## Tarefas obrigatórias
• a. Responda a estas perguntas sobre o texto acerca do primeiro ano da ‘geringonça’:
(i) Que entidade divulgou a melhoria do PIB no último trimestre?
(ii) Segundo Marcelo Rebelo de Sousa, a greve foi a pensar no Orçamento do Estado de que ano?
(iii) Que estatuto retirava à equipa de António Domingues o diploma promulgado pelo Presidente?
• b. Prossiga o texto sobre o primeiro ano da ‘geringonça’ a partir do ponto em que termina.

Um ano de ‘geringonça’…

A ‘geringonça’, enquanto forma de Governo, completou um ano de rodagem. Mas o foguetório começou mais cedo, com a ajuda do INE, que divulgou oportunamente a melhoria do PIB no último trimestre. As fanfarras não tardaram, celebrando hoje o «poucochinho» que os mesmos desvalorizavam ontem.

A confirmar-se a tendência até ao fim do ano, António Costa e os parceiros do Bloco e do PCP reforçarão a sua fé nas virtudes do arranjo e hão de rezar uma novena por não terem acabado ainda em divórcio, apesar das escaramuças.

Quem haja acompanhado os media nas últimas semanas, ficará com a sensação de que a crise já lá vai e a austeridade era uma patologia excêntrica de Passos Coelho. Dir-se-ia que Bruxelas vive em estado de deslumbramento com o Orçamento do Estado para 2017 e que o país recupera como nunca do atraso em que vegetou.

A ‘paz social’ ditada pela CGTP desceu à cidade, para sossego do Executivo e dos crentes. Até a greve e a manifestação da Função Pública se resumiram a eventos envergonhados, sem vestígios do berreiro de outrora.

Marcelo Rebelo de Sousa comentou mesmo que a greve foi «a pensar no Orçamento do Estado para 2018», porque o de 2017 «está fechado, está praticamente aprovado».

Tivemos, portanto, um protesto inovador, uma espécie de greve cautelar. E provou-se, de novo, que Marcelo Rebelo de Sousa continua a ‘pôr a mão por baixo’ do Governo, como não há memória de outro o ter feito. 

Se Cavaco Silva tivesse ajudado assim Passos Coelho durante os quatro anos em que andou a penar com a troika à perna – trazida pelo PS, convém sempre recordá-lo – não faltaria quem o acusasse de estar a tomar partido.

Não o fez, e por travessura do destino acabou por deixar Belém depois de investir em funções o primeiro Governo socialista, ancorado em partidos de orientação comunista.

A ‘ponte’ que funciona agora entre Belém e São Bento, atravessada regularmente em ambos os sentidos, só por acaso suscitou algum reparo na opinião publicada neste primeiro ano de vivência em comum. O que tem servido para prolongar uma espécie de ‘estado de graça’.

Será esse o biombo para a inacreditável trapalhada da Caixa Geral de Depósitos, degradando a imagem do banco público e da sua nova administração, sem que alguém haja tirado as consequências pelas asneiras somadas.

Neste processo grave e bizarro até o Presidente andou mal, ao promulgar um diploma que retirava à equipa de António Domingues o estatuto de gestor público, talvez para não ser suspeito de inviabilizar uma solução embrulhada em vistosa embalagem de muitas competências.

Entradas de um conjunto de dados de apontamento
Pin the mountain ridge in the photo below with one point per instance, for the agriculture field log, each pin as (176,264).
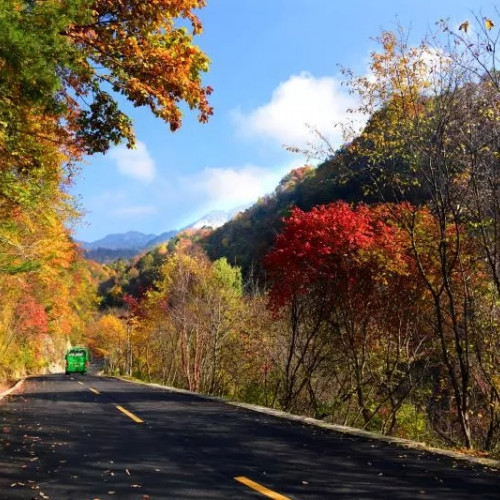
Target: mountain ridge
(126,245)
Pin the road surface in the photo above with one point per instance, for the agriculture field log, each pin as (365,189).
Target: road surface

## Conjunto de respostas
• a.
(i) O INE.
(ii) 2018.
(iii) O estatuto de gestor público.

• b.
A nota publicada no site da Presidência a «explicitar» as razões da promulgação reflete as proporções do embaraço.

Convenhamos não ser muito usual que o Presidente venha esclarecer que o diploma foi «apresentado pelo Governo como necessário para a entrada de funções de nova administração», e que foi por ter sido confrontado com «o agravamento do risco de paralisia da instituição» que decidiu promulgar o controverso decreto-lei.

O ralhete presidencial desautoriza quem agiu no Governo de forma imponderada em matéria extremamente sensível, sob a responsabilidade primeira de António Costa, a quem coube validar um acordo que não podia ter sido feito,  

Mas, como diria Marcelo noutros tempos, Costa e Centeno continuaram ‘a assobiar ao cochicho’. O folhetim da Caixa segue dentro de momentos, com a recapitalização adiada para algures em 2017.

Depois da saga das ‘reversões’, e das cortinas de fumo nos media para disfarçar o impacto das ‘cativações’ às escondidas, o Governo desdobra-se em sessões de fogo-de-artifício e afivela a máscara do otimismo. Se não houver oposição que revele os truques e os embustes, estamos feitos.

Nota ‘póstuma’ – O Diário de Notícias foi desalojado esta semana da sua sede histórica na Avenida da Liberdade, vendida à especulação imobiliária «para habitação e serviços», sem protesto de ninguém – jornalistas incluídos – e com a cumplicidade silenciosa do Ministério da Cultura, município de Lisboa e Ordem dos Arquitetos.

Um edifício classificado – património da cidade e de um jornal centenário –, construído de raiz para ser a casa do DN, mudou de mãos.

Vai ser destruído por dentro, conservando a fachada. Afinal, um retrato do próprio país: com a dívida pública já no patamar dos 133,1% do PIB – a terceira maior da Zona Euro –, continuamos alegremente a viver da fachada, enquanto a ganância dos negócios corrompe o património e apaga o passado.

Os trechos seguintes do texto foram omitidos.